• **EXERCISE AIM**: Copy the data exactly, line for line.

⁂

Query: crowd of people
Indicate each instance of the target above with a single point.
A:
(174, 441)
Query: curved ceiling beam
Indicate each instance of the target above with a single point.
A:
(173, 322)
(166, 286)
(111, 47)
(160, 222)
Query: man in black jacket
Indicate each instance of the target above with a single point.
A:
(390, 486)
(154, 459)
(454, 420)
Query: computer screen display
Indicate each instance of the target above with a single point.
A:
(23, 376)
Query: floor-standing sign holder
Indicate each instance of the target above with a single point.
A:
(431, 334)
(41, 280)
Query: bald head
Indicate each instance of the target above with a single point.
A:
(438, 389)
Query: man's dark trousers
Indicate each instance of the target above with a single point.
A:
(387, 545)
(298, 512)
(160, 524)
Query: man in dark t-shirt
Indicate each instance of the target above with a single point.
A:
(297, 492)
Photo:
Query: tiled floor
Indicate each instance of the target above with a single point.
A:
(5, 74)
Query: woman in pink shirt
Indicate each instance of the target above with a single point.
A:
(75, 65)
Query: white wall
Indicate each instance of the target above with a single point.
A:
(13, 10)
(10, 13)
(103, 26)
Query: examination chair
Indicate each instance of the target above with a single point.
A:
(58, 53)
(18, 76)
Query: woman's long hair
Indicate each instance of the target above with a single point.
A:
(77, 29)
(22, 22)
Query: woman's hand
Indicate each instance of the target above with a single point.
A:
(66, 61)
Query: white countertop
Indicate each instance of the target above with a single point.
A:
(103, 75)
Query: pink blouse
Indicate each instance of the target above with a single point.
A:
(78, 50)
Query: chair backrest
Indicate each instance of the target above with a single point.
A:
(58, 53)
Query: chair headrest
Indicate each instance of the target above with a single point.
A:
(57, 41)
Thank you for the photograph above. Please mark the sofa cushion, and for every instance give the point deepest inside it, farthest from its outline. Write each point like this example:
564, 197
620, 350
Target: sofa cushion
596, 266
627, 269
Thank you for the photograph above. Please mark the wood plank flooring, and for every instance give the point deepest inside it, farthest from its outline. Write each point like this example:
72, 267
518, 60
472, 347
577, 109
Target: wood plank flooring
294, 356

⁂

• **TASK SOLUTION**:
Query: crowd of people
Indicate each instance of the target above with a single point.
A:
(174, 441)
Query: curved ceiling beam
Indicate each instance of the target above with a single point.
A:
(173, 322)
(166, 286)
(111, 47)
(160, 222)
Query: man in black jacket
Indicate each instance of the target above with a single point.
A:
(390, 486)
(154, 459)
(454, 420)
Query: computer screen display
Indicate each instance of the target above with a single point.
A:
(23, 376)
Query: floor-standing sign holder
Indicate each instance of the target above with a single point.
A:
(431, 334)
(41, 280)
Query: bald head
Indicate each instance of the target above with a single point.
A:
(438, 389)
Query: man's dark trousers
Indicate each instance of the target above with a single point.
A:
(387, 545)
(298, 512)
(160, 524)
Query: man in dark t-shirt
Indicate each instance of the target above with a single point.
A:
(297, 492)
Photo:
Query: tiled floor
Indicate each instance of the target above with a single point.
A:
(5, 74)
Query: woman in pink shirt
Indicate each instance of the target above with a single point.
A:
(75, 65)
Query: white wall
Indicate each instance of the target above with a single point.
A:
(13, 10)
(10, 13)
(103, 26)
Query: examination chair
Indicate each instance of the target above with a single point.
A:
(58, 53)
(18, 76)
Query: woman's long hair
Indicate each instance of the target above with a single point.
A:
(77, 29)
(22, 22)
Query: woman's hand
Indicate each instance of the target above with a single point.
A:
(66, 61)
Query: white countertop
Indicate each instance of the target above with a single point.
A:
(103, 75)
Query: pink blouse
Indicate each instance of the target above with a single point.
A:
(78, 50)
Query: chair backrest
Indicate each instance of the target above with a single point.
A:
(58, 53)
Query: chair headrest
Indicate each instance of the target above with a single point.
A:
(57, 41)
Thank you for the photograph above. Please mark the sofa cushion, and for every instance give the point deepest inside it, farthest from its outline. Write each point like this example:
564, 197
620, 350
Target: sofa cushion
596, 266
627, 269
Thank you for the photograph above. Please mark the wood plank flooring, and for every instance give the point deepest inside it, farthest from its outline. Write each point like this example:
72, 267
518, 60
472, 347
577, 109
Target: wood plank flooring
294, 356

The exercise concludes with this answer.